EXTRACT PROVIDED |
The procedure presented by Equation (10) belongs to the class of so-called “semi-naïve” Bayesian classifiers. In other disciplines, semi-naïve Bayesian classification has been found to outperform the naïve Bayesian classification, e.g., [1,30].

2.2. Test Case

The Kulekhani River Basin in Central Nepal is selected as a test case. The basin is located about 30 km southwest of Kathmandu in the Bagmati province of Nepal, as shown in Figure 1. The total area is 124.26 km2 and contains the 1.24 km2 Kulekhani Reservoir in the southeast, which supports three hydroelectric power stations that are of vital importance to Nepal. The basin consists of uneven terrain with steep hills and narrow valleys, and altitudes ranging from 1520 m to 2621 m, as shown in Figure 1. The geology of the area includes Proterozoic and Paleozoic rocks, mainly schist, quartzite, sandstone, siltstone, and shale, and intrusive Palung Granite in the southern part of the basin [31,32,33,34]. The basin is characterized by two climatic zones: a warm temperate humid zone below 2000 m with average temperatures of 15–20 °C and a cool temperate humid zone above 2000 m with average temperatures of 10–15 °C and snowfall in the winter season. The average annual rainfall is about 1600 mm, most of which falls in the monsoon season from June to September. The basin is drained by the Kulekhani River, which empties into the Kulekhani Reservoir. The river system is mainly rain-fed and perennial, while upper channels are ephemeral and can be very destructive in the rainy season.

TASK TO COMPLETE | Extend the passage describing the Kulekhani River Basin test case, picking up right after its final sentence.

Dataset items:

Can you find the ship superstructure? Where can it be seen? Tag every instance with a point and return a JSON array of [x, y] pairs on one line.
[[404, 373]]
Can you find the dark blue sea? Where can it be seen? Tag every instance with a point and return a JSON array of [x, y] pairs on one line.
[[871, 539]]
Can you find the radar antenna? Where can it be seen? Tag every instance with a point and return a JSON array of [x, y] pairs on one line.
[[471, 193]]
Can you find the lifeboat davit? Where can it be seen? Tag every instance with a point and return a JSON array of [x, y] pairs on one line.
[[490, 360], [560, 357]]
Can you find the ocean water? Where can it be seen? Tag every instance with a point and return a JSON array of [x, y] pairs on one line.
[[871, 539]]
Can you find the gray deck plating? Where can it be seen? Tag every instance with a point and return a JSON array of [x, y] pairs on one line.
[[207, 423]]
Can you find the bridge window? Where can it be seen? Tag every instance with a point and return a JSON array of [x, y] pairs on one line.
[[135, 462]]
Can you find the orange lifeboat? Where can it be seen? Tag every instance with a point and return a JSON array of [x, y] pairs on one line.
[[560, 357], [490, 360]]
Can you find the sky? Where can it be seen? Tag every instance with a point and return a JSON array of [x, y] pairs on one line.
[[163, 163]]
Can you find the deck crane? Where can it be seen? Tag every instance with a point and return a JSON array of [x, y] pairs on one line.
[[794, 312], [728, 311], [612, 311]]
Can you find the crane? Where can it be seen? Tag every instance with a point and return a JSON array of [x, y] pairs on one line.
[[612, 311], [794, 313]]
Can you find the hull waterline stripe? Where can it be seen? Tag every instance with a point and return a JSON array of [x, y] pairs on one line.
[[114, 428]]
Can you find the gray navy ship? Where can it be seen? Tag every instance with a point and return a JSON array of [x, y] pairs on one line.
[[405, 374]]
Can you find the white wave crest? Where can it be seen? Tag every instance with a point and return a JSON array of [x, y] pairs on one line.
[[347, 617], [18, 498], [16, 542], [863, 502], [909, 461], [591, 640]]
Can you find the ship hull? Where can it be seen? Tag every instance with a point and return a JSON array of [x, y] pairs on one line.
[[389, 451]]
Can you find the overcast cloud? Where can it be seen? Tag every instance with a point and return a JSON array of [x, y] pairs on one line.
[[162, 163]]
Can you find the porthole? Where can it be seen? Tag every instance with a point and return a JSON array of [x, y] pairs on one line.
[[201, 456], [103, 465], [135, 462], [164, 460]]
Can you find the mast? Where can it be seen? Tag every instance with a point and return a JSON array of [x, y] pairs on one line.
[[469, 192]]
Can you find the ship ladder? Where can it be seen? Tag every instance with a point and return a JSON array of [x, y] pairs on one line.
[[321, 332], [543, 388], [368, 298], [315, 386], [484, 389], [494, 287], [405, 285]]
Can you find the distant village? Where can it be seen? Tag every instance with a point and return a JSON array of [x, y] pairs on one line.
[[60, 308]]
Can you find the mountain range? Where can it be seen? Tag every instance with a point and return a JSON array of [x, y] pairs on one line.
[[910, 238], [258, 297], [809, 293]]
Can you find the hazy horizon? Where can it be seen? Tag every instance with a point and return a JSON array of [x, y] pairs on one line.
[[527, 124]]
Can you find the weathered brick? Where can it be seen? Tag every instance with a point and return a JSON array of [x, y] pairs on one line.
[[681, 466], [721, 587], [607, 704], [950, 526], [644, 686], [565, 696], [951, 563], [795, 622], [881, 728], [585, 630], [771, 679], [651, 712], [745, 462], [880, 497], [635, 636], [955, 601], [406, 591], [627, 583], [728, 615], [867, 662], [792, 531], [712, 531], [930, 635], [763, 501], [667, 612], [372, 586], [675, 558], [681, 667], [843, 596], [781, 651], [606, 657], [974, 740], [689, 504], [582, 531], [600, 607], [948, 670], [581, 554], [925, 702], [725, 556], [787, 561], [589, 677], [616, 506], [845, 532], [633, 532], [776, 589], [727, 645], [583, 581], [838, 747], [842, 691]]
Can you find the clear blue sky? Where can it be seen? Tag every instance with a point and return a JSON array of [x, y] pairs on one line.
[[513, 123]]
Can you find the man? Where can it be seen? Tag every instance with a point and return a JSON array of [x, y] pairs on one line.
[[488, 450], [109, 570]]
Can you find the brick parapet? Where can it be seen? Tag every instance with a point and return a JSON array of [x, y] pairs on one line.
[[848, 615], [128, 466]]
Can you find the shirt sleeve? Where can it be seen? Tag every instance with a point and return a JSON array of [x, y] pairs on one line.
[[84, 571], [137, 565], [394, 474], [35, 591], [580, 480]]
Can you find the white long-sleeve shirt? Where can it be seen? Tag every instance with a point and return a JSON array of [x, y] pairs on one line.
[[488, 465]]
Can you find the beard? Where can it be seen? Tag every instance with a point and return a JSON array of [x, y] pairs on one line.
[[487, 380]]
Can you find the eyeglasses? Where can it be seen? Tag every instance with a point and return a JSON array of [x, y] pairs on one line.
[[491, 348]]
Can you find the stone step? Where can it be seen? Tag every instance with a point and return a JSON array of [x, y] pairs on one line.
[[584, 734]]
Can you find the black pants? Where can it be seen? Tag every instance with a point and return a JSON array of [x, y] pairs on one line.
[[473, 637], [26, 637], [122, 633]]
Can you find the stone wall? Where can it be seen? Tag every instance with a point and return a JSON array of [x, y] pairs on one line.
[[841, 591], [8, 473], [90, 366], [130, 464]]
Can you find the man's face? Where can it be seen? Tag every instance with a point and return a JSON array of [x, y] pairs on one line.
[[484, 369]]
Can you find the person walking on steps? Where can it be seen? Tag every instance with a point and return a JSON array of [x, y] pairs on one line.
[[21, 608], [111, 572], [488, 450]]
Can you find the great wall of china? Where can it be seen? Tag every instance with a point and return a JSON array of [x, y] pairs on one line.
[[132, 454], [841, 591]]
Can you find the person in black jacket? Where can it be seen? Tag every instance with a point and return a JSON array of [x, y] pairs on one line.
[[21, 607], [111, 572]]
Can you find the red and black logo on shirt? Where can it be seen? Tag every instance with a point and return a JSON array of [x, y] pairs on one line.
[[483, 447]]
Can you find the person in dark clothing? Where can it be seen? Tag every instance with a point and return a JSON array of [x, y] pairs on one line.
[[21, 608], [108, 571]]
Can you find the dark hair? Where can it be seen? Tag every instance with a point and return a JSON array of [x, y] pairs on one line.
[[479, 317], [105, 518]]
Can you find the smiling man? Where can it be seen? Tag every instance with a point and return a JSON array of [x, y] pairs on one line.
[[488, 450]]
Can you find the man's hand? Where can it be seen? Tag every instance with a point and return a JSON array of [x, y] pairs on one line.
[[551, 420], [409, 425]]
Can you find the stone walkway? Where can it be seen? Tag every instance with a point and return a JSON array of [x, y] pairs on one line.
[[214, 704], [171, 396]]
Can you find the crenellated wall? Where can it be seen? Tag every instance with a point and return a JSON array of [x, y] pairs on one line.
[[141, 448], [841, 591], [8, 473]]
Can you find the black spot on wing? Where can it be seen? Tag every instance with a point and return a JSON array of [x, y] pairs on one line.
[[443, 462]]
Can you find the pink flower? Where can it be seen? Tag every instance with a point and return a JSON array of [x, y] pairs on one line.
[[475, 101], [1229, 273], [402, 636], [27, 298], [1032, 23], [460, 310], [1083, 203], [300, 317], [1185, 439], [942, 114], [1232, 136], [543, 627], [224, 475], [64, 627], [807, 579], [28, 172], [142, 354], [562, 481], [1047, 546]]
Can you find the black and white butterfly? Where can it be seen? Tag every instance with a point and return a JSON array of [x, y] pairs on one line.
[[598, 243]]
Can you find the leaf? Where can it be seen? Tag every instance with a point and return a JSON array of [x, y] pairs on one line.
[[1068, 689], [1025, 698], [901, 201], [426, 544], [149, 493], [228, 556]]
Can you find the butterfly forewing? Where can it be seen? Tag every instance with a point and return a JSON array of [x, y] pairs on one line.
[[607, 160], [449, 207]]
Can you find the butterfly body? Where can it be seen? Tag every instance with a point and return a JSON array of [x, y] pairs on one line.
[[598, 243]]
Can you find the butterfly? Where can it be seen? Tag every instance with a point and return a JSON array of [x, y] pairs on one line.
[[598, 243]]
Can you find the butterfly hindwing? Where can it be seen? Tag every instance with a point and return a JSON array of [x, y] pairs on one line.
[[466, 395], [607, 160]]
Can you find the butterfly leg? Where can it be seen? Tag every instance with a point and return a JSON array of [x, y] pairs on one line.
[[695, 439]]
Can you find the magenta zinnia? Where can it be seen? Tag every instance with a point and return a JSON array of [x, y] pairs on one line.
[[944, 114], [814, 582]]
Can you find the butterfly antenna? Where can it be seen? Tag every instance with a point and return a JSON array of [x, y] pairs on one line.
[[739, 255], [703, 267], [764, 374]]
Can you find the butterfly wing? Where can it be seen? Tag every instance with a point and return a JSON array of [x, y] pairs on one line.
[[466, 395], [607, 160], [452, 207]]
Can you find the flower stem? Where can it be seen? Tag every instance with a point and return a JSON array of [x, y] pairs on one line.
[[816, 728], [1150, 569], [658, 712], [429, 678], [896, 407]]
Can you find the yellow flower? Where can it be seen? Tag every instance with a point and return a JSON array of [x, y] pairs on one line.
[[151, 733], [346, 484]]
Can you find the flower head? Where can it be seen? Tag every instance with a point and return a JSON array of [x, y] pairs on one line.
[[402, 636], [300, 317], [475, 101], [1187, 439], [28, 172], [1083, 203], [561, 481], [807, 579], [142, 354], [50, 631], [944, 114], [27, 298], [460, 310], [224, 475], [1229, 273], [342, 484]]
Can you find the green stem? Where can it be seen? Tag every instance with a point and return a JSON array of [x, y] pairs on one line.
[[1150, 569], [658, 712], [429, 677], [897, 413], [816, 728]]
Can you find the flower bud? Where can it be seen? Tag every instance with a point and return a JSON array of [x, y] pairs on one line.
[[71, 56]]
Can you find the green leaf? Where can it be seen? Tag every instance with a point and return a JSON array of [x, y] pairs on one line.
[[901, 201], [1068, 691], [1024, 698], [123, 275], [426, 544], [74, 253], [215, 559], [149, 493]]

RESULT FOR THIS EXERCISE |
Several researchers have studied rainfall-induced landslides in this basin, e.g., [35,36,37,38,39,40]. All spatially referenced data relevant to this study are taken from Kayastha et al. [40]. As the focus of the present study is on the methodology for landslide susceptibility assessment, only a brief description of the data is provided, as more details can be found in the original study [40].
The landslide inventory is based on aerial photographs and digital maps of the Survey Department of the Government of Nepal and verified by field surveys [39]. As many as 295 landslides were identified, as shown in Figure 1, including debris slides, soil slides, rockslides, plane and wedge failures, and rotational slides, ranging in size from about 400 m2 to 0.1 km2. The landslides cover in total an area of 2.35 km2, which is 1.9% of the total study area. The prior unconditional landslide probability is therefore p s = 0.019 .
The digital elevation model of the study area, shown in Figure 1, with a cell size of 20 × 20 m2 was derived from digital elevation contours with intervals of 20 m obtained from the Survey Department of the Government of Nepal. From this map, geomorphological thematic data layers were derived, such as slope aspect, angle, shape, curvature, and relative relief. A slope map was generated showing six classes: flat to gentle (<5°), fair (5–15°), fairly moderate (15–25°), moderate (25–35°), steep (35–45°), and very steep (>45°). The slope aspect was divided into nine classes: four cardinal directions, four intercardinal directions, and flat terrain. Slope curvature was divided into three classes: convex, planar (straight), and concave. Relative relief, computed as the difference between maximum and minimum altitudes per hectare of land, was divided into four classes: <25 m/ha, 25–50 m/ha, 50–100 m/ha, and >100 m/ha.
The land use map was prepared by the Survey Department of the Government of Nepal. Nine classes of land use are identified: built-up area, agricultural land, forest, plant nursery, grassland, bush, riverbed, barren land and reservoir, as shown in Figure 2.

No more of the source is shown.